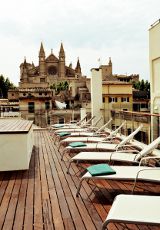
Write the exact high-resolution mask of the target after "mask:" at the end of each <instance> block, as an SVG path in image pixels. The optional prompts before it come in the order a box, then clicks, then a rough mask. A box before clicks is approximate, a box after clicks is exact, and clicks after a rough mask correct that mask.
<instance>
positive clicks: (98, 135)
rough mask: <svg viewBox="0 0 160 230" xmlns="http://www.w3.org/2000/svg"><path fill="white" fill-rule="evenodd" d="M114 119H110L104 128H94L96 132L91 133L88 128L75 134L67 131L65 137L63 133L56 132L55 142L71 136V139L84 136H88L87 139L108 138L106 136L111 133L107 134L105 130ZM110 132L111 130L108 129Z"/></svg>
mask: <svg viewBox="0 0 160 230" xmlns="http://www.w3.org/2000/svg"><path fill="white" fill-rule="evenodd" d="M111 121H112V119H110V120H109V121H108V122H107V123H106V124H104V125H103V126H101V127H100V128H97V127H94V130H95V131H94V130H93V131H92V132H91V131H90V128H89V127H88V128H87V129H86V128H85V129H83V130H81V131H77V130H74V132H72V131H70V130H69V131H65V133H67V134H65V135H63V133H64V131H63V132H56V133H55V142H57V141H59V140H60V139H63V138H64V137H66V136H70V137H82V136H86V137H93V136H96V137H97V136H104V135H105V136H106V134H107V133H108V132H109V131H107V133H106V132H105V131H104V129H105V128H106V127H107V126H108V125H109V124H110V123H111ZM91 129H93V127H91ZM108 130H109V129H108ZM103 131H104V132H103Z"/></svg>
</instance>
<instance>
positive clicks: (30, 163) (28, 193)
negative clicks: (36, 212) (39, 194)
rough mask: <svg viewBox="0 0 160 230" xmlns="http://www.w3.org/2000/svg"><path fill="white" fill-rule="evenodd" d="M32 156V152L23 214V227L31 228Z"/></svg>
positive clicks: (25, 228)
mask: <svg viewBox="0 0 160 230" xmlns="http://www.w3.org/2000/svg"><path fill="white" fill-rule="evenodd" d="M34 157H35V155H34V154H32V158H31V162H30V169H29V174H28V186H27V192H26V203H25V213H24V214H25V215H24V229H27V230H30V229H33V219H34V218H33V214H34V210H33V208H34V203H33V202H34Z"/></svg>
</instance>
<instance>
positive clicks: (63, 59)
mask: <svg viewBox="0 0 160 230" xmlns="http://www.w3.org/2000/svg"><path fill="white" fill-rule="evenodd" d="M59 77H60V78H64V77H65V52H64V49H63V44H62V43H61V47H60V51H59Z"/></svg>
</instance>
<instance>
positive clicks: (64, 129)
mask: <svg viewBox="0 0 160 230" xmlns="http://www.w3.org/2000/svg"><path fill="white" fill-rule="evenodd" d="M94 118H95V116H94V117H92V118H91V119H89V120H88V121H87V122H86V123H85V124H84V125H81V126H76V125H73V126H70V127H67V126H64V127H62V128H59V129H55V130H54V134H57V133H60V132H64V131H65V132H83V131H87V130H88V129H94V128H95V126H94V124H93V126H92V125H91V124H90V122H91V120H93V119H94Z"/></svg>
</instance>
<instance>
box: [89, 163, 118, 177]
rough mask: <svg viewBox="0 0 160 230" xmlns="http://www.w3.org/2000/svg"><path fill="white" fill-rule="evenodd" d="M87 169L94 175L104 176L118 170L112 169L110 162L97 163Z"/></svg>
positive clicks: (107, 174)
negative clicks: (111, 167) (104, 162)
mask: <svg viewBox="0 0 160 230" xmlns="http://www.w3.org/2000/svg"><path fill="white" fill-rule="evenodd" d="M87 171H88V172H89V173H90V174H91V175H92V176H102V175H111V174H116V171H115V170H114V169H112V168H111V167H110V166H109V165H108V164H97V165H92V166H90V167H88V168H87Z"/></svg>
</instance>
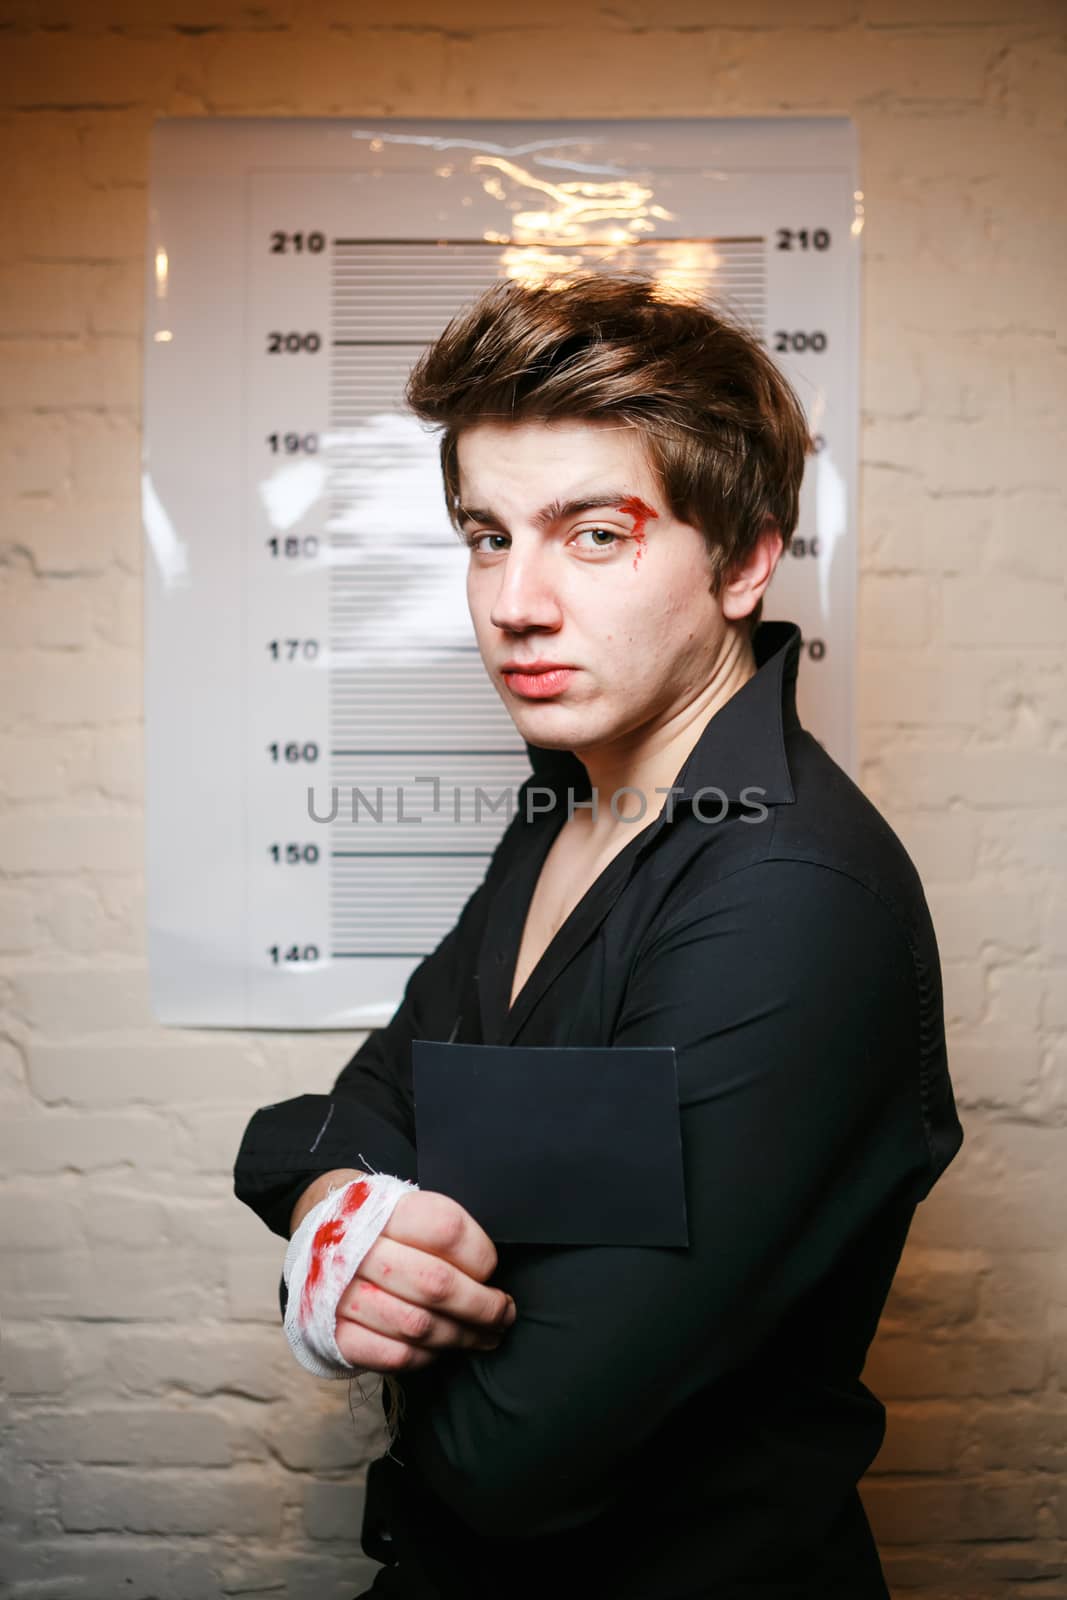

■ ■ ■ ■

INSTRUCTIONS FOR THE TASK: What is needed is the full material, retyped unchanged, with no pictures in it.

REPLY:
Write the exact high-resolution mask of the target after "mask:" at the end of each <instance> block, as an SVG path in image pixels. The optional prompts before it come in the order a box, then clicks, then a rough mask. A box before clicks is approximate, a box after clicks is exact, and clicks after a rough mask correct that mask.
<instance>
positive clicks: (98, 135)
rough mask: <svg viewBox="0 0 160 230" xmlns="http://www.w3.org/2000/svg"><path fill="white" fill-rule="evenodd" d="M114 119H110L104 128H94L96 132L91 133L88 128L75 134L67 131L65 137L63 133L56 132L55 142L71 136V139L84 136H88L87 139L108 138L106 136L111 133L107 134L105 130ZM110 132L111 130L108 129Z"/></svg>
mask: <svg viewBox="0 0 160 230" xmlns="http://www.w3.org/2000/svg"><path fill="white" fill-rule="evenodd" d="M111 121H112V119H110V120H109V121H108V122H107V123H106V124H104V125H103V126H101V127H100V128H97V127H94V130H95V131H94V130H93V131H92V132H91V131H90V128H89V127H88V128H87V129H86V128H85V129H83V130H81V131H77V130H74V132H72V131H70V130H69V131H65V133H67V134H65V135H63V133H64V131H63V132H56V133H55V142H57V141H59V140H60V139H63V138H64V137H66V136H70V137H82V136H86V137H93V136H96V137H97V136H104V135H105V136H106V134H107V133H108V132H109V131H107V133H106V132H105V131H104V129H105V128H106V127H107V126H108V125H109V124H110V123H111ZM91 129H93V127H91ZM108 130H109V129H108ZM103 131H104V132H103Z"/></svg>
</instance>
<instance>
positive clicks: (30, 163) (28, 193)
negative clicks: (36, 212) (39, 194)
rough mask: <svg viewBox="0 0 160 230" xmlns="http://www.w3.org/2000/svg"><path fill="white" fill-rule="evenodd" d="M32 156V152L23 214V227L31 228Z"/></svg>
positive clicks: (25, 228)
mask: <svg viewBox="0 0 160 230" xmlns="http://www.w3.org/2000/svg"><path fill="white" fill-rule="evenodd" d="M34 157H35V155H34V154H32V158H31V162H30V169H29V174H28V186H27V192H26V203H25V213H24V214H25V215H24V229H27V230H30V229H33V219H34V218H33V214H34V210H33V208H34V203H33V202H34Z"/></svg>
</instance>
<instance>
positive clicks: (63, 59)
mask: <svg viewBox="0 0 160 230" xmlns="http://www.w3.org/2000/svg"><path fill="white" fill-rule="evenodd" d="M59 77H60V78H64V77H65V52H64V49H63V44H62V43H61V47H60V51H59Z"/></svg>
</instance>
<instance>
positive clicks: (64, 129)
mask: <svg viewBox="0 0 160 230" xmlns="http://www.w3.org/2000/svg"><path fill="white" fill-rule="evenodd" d="M94 118H95V116H94V117H92V118H91V119H89V120H88V121H87V122H86V123H85V124H84V125H81V126H76V125H73V126H70V127H67V126H64V127H62V128H59V129H55V130H54V134H57V133H60V132H64V131H65V132H83V131H87V130H88V129H94V128H95V126H94V124H93V126H92V125H91V124H90V122H91V120H93V119H94Z"/></svg>
</instance>
<instance>
box: [89, 163, 118, 177]
rough mask: <svg viewBox="0 0 160 230" xmlns="http://www.w3.org/2000/svg"><path fill="white" fill-rule="evenodd" d="M87 169L94 175L104 176L118 170L112 169L110 162L97 163Z"/></svg>
positive clicks: (107, 174)
negative clicks: (111, 167) (104, 162)
mask: <svg viewBox="0 0 160 230" xmlns="http://www.w3.org/2000/svg"><path fill="white" fill-rule="evenodd" d="M87 171H88V172H89V173H90V174H91V175H92V176H102V175H111V174H116V171H115V170H114V169H112V168H111V167H110V166H109V165H108V164H97V165H92V166H90V167H88V168H87Z"/></svg>
</instance>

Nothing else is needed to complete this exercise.